■ Given problem
Pull out every line in the rows below that contains the word "railing", and copy each of those lines in full.

■ Dataset extract

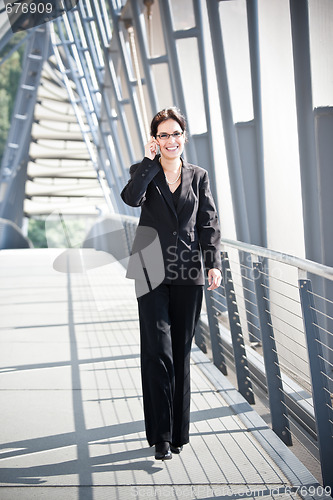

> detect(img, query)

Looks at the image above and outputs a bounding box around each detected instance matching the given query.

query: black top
[171,183,182,210]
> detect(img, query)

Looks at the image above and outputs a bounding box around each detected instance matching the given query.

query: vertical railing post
[222,252,254,404]
[205,287,228,375]
[299,279,333,491]
[253,262,292,446]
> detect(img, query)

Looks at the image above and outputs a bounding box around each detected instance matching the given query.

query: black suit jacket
[121,156,221,285]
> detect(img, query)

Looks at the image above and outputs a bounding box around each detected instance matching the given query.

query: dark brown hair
[150,107,186,137]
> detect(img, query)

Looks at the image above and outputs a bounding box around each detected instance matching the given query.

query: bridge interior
[0,0,333,500]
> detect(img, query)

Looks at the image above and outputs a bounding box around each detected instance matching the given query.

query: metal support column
[290,0,323,263]
[299,280,333,491]
[222,252,254,404]
[253,262,292,446]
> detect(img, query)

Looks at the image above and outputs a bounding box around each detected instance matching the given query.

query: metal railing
[196,238,333,490]
[85,215,333,491]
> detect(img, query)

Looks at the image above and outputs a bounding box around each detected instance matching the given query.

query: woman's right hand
[145,137,158,160]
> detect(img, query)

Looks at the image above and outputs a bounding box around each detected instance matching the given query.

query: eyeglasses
[156,132,184,141]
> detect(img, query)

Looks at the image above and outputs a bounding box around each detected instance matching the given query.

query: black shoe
[170,444,183,455]
[155,441,172,460]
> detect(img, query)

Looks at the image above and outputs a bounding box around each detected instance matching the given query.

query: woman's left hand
[207,268,222,290]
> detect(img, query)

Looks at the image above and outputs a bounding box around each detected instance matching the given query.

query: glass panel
[169,0,195,30]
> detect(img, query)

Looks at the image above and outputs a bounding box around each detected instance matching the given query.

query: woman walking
[121,108,221,460]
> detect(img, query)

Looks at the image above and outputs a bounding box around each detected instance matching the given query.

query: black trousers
[138,284,203,446]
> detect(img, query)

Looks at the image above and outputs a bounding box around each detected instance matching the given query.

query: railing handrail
[221,238,333,281]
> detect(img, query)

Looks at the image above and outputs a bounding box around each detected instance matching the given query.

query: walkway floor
[0,250,317,500]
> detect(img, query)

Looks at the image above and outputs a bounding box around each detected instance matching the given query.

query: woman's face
[156,118,185,160]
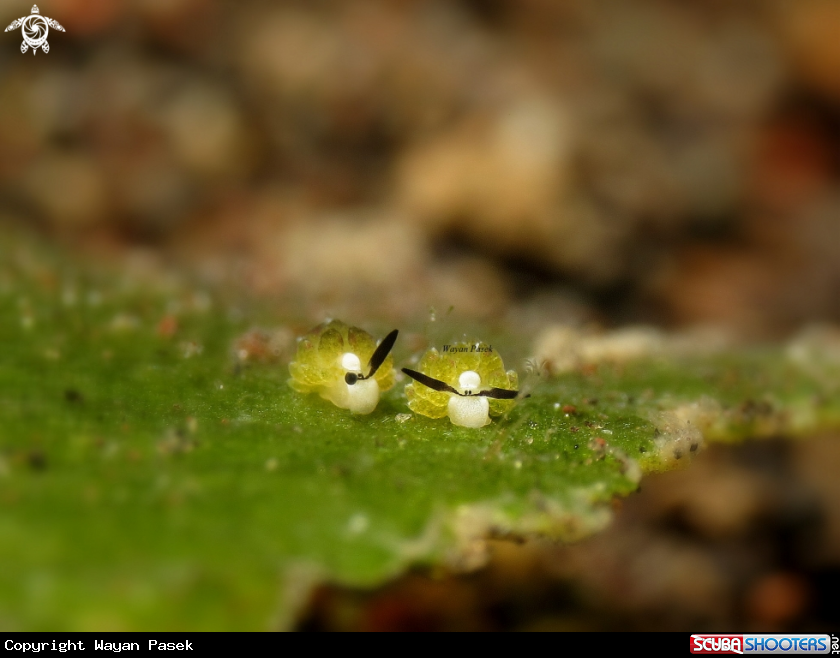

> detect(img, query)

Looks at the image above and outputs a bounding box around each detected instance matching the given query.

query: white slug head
[330,352,379,414]
[458,370,481,395]
[448,395,490,427]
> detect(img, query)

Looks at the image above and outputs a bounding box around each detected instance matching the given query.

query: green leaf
[0,228,840,630]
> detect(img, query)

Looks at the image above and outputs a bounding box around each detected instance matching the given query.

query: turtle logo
[6,5,64,55]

■ Output of the exercise
query: vertical railing post
query: metal railing
query: railing handrail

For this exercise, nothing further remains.